_GIVEN INSTRUCTION_.
Starting at the line that contains "Put a point on every instance of the overcast" and ending at the last line of the items, write those lines out again in full, requests included, and shift every coordinate in the answers by adding 106 to it.

── PROVIDED DATA

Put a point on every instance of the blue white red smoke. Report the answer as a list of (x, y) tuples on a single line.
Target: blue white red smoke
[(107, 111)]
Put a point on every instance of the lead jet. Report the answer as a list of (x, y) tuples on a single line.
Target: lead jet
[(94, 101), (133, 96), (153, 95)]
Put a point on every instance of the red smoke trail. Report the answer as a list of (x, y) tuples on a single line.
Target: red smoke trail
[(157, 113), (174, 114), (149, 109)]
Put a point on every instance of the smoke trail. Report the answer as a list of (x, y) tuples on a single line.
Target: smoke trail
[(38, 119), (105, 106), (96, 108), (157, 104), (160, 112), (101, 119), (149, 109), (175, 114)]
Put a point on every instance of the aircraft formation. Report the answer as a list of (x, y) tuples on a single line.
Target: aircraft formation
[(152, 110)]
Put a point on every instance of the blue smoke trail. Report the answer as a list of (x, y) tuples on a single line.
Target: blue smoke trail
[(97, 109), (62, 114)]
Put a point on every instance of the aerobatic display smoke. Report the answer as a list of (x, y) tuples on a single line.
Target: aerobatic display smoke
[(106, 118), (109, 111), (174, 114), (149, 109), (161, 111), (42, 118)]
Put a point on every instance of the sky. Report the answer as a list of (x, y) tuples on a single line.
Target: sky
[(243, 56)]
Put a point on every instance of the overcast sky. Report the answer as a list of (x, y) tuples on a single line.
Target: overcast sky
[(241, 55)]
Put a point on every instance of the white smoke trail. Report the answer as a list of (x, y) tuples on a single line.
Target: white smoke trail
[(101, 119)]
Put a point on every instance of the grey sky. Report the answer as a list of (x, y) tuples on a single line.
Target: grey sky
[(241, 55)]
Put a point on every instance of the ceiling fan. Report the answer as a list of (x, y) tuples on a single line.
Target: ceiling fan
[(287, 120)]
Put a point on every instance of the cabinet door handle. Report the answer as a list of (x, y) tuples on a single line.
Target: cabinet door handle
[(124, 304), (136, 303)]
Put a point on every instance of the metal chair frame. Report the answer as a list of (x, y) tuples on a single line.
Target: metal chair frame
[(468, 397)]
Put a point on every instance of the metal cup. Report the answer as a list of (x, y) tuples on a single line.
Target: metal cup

────

_SOLVED PROBLEM_.
Put a point on every instance of the overcast sky. Report the answer as a list of (x, y) tuples on a single line.
Target: overcast sky
[(347, 161)]
Put a point on every instance of the white smoke trail. Report the answer as a list of (x, y) tuples on a single line.
Target: white smoke trail
[(207, 225)]
Put a point on every instance of the grey sky. Report the answer as a list of (x, y) tuples on a single line.
Target: grey sky
[(347, 161)]
Put a point on every instance of the ceiling fan. Report the answer as a list of (x, y) tuples on a single line.
Target: ceiling fan
[(393, 226)]
Put a point on every instance of the cabinet door handle. Report the answer as a list of (x, y) tuples on a single line.
Target: cabinet door handle
[(230, 410), (242, 409)]
Put a point on every instance of the metal chair frame. Report the answer as a list of (x, y) tuples on a single line.
Target: metal chair frame
[(574, 503)]
Put a point on every instance of the metal cup. Report the answer as a list of (x, y) tuples on a single line.
Target: metal cup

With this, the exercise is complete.